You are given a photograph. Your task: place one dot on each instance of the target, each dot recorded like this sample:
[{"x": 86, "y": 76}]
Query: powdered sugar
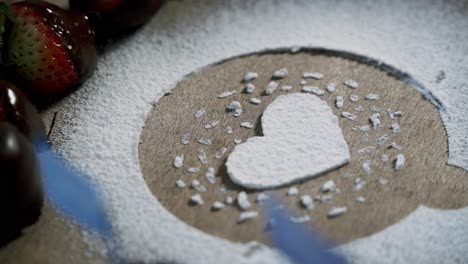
[{"x": 299, "y": 126}]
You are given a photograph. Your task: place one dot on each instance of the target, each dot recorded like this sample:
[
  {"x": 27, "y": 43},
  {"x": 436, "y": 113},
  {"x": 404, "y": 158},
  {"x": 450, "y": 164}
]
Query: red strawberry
[
  {"x": 53, "y": 49},
  {"x": 118, "y": 16}
]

#### [WHAT THE TASK ASKS]
Give back the whole listing exactly; no pictures.

#### [ANSWER SECTION]
You are given a photograph. Your task: place one dot on each instance of the target, each dot recorded like this sample:
[{"x": 86, "y": 76}]
Query: powdered sugar
[{"x": 299, "y": 126}]
You are given a photograph. Your task: place one dot on each instance of the target, each dot recorded like this sample:
[
  {"x": 27, "y": 43},
  {"x": 436, "y": 113},
  {"x": 404, "y": 158},
  {"x": 450, "y": 164}
]
Query: red strawberry
[
  {"x": 53, "y": 49},
  {"x": 118, "y": 16}
]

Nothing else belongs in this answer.